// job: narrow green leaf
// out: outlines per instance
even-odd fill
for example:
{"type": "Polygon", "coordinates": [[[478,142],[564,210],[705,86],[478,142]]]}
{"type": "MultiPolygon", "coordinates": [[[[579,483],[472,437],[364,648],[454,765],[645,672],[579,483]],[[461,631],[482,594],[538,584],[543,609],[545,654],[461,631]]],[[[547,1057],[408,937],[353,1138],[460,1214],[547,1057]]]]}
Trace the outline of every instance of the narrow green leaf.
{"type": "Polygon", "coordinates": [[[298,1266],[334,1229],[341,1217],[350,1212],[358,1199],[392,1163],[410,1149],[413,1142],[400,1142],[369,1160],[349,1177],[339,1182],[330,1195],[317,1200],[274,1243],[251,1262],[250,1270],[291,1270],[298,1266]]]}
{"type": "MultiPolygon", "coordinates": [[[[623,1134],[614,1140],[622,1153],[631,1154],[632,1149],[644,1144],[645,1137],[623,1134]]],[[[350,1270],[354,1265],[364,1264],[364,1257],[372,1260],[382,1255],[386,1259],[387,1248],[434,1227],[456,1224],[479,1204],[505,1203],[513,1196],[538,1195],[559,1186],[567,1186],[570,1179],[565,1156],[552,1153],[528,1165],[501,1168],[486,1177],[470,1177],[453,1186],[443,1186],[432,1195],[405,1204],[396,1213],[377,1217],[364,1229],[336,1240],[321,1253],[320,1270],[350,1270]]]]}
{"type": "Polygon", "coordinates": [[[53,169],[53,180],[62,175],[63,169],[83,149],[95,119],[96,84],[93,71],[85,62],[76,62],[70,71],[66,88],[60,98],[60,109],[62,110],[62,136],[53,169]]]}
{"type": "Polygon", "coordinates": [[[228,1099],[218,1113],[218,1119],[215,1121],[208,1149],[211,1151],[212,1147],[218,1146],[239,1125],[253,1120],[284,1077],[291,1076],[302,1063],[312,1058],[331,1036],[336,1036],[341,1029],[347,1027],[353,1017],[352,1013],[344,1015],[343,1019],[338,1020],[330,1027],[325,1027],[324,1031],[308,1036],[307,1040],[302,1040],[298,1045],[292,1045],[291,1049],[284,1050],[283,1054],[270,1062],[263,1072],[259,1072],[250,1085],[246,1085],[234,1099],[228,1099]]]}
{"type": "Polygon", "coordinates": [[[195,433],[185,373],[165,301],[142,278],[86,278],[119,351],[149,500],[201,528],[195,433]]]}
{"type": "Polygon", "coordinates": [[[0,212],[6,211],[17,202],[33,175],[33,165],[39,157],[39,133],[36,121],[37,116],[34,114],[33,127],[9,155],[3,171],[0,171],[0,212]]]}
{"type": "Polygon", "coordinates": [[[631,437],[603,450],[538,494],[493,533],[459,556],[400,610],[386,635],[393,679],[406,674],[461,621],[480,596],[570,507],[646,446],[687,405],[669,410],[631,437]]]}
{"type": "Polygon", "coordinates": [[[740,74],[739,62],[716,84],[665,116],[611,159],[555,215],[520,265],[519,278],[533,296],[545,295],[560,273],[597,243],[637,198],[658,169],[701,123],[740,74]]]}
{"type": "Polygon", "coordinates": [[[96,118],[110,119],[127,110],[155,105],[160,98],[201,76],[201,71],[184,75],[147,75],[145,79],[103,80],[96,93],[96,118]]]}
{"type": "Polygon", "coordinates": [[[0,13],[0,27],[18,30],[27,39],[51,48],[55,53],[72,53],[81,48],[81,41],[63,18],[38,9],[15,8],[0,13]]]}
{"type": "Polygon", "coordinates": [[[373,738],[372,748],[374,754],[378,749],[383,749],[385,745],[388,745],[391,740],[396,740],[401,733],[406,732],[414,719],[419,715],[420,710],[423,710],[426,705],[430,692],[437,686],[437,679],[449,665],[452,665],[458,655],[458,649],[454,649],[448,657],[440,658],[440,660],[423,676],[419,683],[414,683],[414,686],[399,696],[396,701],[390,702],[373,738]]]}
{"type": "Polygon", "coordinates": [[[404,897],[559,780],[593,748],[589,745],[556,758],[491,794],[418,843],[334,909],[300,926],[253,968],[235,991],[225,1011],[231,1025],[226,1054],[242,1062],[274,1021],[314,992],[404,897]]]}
____________________
= Problem requirements =
Starting at the first line of the records above and ending with the line that contains "Trace the outline", render those lines as a JSON list of strings, one string per line, leaving out any blank lines.

= Written response =
[
  "// job: narrow green leaf",
  "// out: outlines per instance",
  "even-odd fill",
  "for example:",
  "{\"type\": \"Polygon\", \"coordinates\": [[[478,142],[564,210],[705,86],[478,142]]]}",
  "{\"type\": \"MultiPolygon\", \"coordinates\": [[[[579,483],[472,437],[364,648],[454,765],[645,672],[579,483]],[[461,631],[482,594],[538,584],[543,609],[545,654],[461,631]]],[[[547,1057],[408,937],[353,1138],[460,1214],[547,1057]]]]}",
  "Trace the outline of every instance of the narrow green leaf."
]